### Exercise description
Each entry below should be echoed exactly, with pictures omitted.

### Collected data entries

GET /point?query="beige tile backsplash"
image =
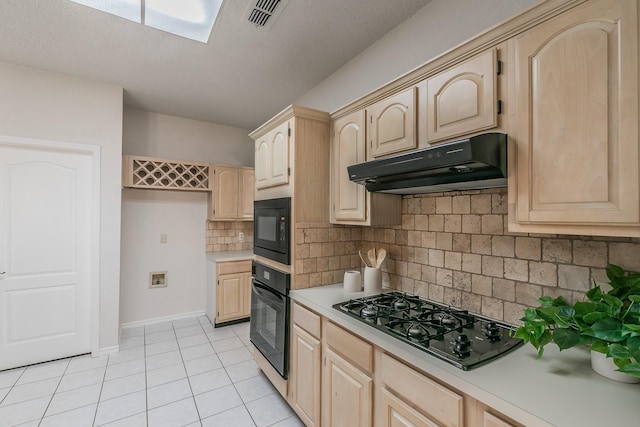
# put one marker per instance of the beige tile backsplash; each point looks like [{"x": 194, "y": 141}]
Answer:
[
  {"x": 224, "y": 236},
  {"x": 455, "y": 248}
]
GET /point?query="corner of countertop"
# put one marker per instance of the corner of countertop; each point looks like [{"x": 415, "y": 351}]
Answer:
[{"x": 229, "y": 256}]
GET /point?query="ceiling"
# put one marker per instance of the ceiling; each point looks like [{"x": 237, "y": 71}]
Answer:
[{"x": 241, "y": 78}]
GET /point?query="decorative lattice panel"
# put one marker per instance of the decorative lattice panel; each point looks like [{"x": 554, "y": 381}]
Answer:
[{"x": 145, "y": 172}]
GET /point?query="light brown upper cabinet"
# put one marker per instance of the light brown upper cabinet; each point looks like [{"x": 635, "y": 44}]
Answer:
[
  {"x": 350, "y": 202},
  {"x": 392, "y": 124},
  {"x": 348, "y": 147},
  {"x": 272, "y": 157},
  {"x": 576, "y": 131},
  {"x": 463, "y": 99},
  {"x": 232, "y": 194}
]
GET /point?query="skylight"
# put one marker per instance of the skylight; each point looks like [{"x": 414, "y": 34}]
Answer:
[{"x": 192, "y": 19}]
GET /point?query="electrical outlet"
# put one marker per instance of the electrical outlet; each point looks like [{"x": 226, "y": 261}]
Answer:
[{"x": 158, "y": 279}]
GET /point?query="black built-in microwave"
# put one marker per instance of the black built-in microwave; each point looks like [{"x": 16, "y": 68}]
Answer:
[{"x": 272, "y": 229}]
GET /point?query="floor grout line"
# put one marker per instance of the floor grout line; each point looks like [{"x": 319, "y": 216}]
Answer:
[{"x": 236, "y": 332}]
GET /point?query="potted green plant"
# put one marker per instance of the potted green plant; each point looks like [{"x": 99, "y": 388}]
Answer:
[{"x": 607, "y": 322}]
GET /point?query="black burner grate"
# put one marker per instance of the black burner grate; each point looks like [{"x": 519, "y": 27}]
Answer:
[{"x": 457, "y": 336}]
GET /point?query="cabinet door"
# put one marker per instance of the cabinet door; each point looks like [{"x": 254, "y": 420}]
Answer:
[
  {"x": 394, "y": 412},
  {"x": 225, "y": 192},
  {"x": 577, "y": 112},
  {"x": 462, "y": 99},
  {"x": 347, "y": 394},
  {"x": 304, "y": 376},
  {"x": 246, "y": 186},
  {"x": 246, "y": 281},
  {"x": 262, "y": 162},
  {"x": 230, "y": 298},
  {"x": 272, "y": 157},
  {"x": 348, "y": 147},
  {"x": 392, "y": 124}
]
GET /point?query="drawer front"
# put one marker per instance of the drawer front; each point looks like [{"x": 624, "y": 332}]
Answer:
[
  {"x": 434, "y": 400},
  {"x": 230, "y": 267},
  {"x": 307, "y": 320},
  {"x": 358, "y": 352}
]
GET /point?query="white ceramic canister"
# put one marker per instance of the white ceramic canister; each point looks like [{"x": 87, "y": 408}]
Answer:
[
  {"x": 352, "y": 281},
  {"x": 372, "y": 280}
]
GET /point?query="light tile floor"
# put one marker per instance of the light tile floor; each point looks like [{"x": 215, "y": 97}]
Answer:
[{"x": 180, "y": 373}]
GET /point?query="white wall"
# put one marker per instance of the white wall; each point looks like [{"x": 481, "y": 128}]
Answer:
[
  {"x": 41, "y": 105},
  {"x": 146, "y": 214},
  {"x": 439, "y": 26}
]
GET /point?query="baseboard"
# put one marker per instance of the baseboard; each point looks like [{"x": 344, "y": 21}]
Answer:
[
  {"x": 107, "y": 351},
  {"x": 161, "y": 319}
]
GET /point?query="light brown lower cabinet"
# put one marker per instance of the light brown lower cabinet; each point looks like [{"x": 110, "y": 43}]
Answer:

### Answer for this exercise
GET /point?query="beige tile backsplash"
image =
# put one marker per instance of the beige tile backsplash; each point looks like [{"x": 194, "y": 141}]
Answer:
[
  {"x": 224, "y": 236},
  {"x": 455, "y": 248}
]
GET /point?query="corner of countertop"
# put one marker per instance of the corner of countertop; each point looks like [{"x": 415, "y": 351}]
Answer:
[{"x": 229, "y": 256}]
GET /point?query="ceiling"
# put one marker per instance of the ceiling; each point looks like [{"x": 237, "y": 71}]
Answer:
[{"x": 241, "y": 78}]
GET /point?query="decorative lattice panel"
# put one marker per instance of the decorative lattice panel; each point looks like [{"x": 554, "y": 381}]
Answer:
[{"x": 145, "y": 172}]
GET /point?query="light brown upper cabinet"
# put one marker per instance of the light brown upper cabinet; each point looks like [{"x": 635, "y": 44}]
Answer:
[
  {"x": 350, "y": 202},
  {"x": 392, "y": 124},
  {"x": 348, "y": 147},
  {"x": 272, "y": 157},
  {"x": 576, "y": 131},
  {"x": 463, "y": 99},
  {"x": 232, "y": 194}
]
GET /point?query="skylight"
# put one marker per instance of the skylight; each point looks like [{"x": 414, "y": 34}]
Answer:
[{"x": 192, "y": 19}]
GET /point?query="electrical outlet"
# put one marker per instance of the electrical outlet; each point looks like [{"x": 226, "y": 261}]
Answer:
[{"x": 158, "y": 279}]
GET /point?query="black built-in microwave"
# put one marker per instance of the black built-in microwave; each point looks like [{"x": 16, "y": 68}]
Answer:
[{"x": 272, "y": 229}]
GET /point?query="floor grout line"
# put one marker per instance of the floor grout line; each point looks like [{"x": 319, "y": 216}]
Answer:
[{"x": 236, "y": 332}]
GET /point?query="potted green plant"
# put one marker per instance of the potted green plant; each point looks like [{"x": 99, "y": 388}]
Answer:
[{"x": 607, "y": 322}]
GET /point?query="black burner grate"
# put one marker per instance of the black burner grate; each point looks like [{"x": 519, "y": 27}]
Answer:
[{"x": 457, "y": 336}]
GET /point?query="cabinet door"
# put one marker per instance of the cabinet door; each point looks like [{"x": 254, "y": 420}]
Answer:
[
  {"x": 394, "y": 412},
  {"x": 225, "y": 192},
  {"x": 577, "y": 112},
  {"x": 462, "y": 99},
  {"x": 347, "y": 394},
  {"x": 304, "y": 376},
  {"x": 246, "y": 186},
  {"x": 246, "y": 281},
  {"x": 262, "y": 162},
  {"x": 230, "y": 298},
  {"x": 272, "y": 157},
  {"x": 348, "y": 147},
  {"x": 392, "y": 124}
]
GET /point?query="drawer front"
# put one marker per instance of the drawer front; each point looks like [{"x": 624, "y": 332}]
Answer:
[
  {"x": 434, "y": 400},
  {"x": 230, "y": 267},
  {"x": 307, "y": 320},
  {"x": 358, "y": 352}
]
GET /point?query="white ceramic canister"
# put one marker per instance of the white ceramic canister; each point looks like [{"x": 87, "y": 408}]
Answer:
[
  {"x": 352, "y": 281},
  {"x": 372, "y": 280}
]
GET /point?query="light tile floor"
# put one marker per instance of the light tile floor; each point looks like [{"x": 215, "y": 97}]
Answer:
[{"x": 180, "y": 373}]
GET /point?query="white wall"
# put one marker per instance of the white wall; each point looks like [{"x": 481, "y": 128}]
Answer:
[
  {"x": 41, "y": 105},
  {"x": 146, "y": 214},
  {"x": 439, "y": 26}
]
GET /point?query="baseboard"
# put one marker per instance of the baseboard; each point looks like [{"x": 344, "y": 21}]
Answer:
[
  {"x": 107, "y": 351},
  {"x": 161, "y": 319}
]
GET /point?query="light brown lower cabinet"
# put one marker per instance of the light brown lower cabinet; each point looks like [{"x": 110, "y": 43}]
Answer:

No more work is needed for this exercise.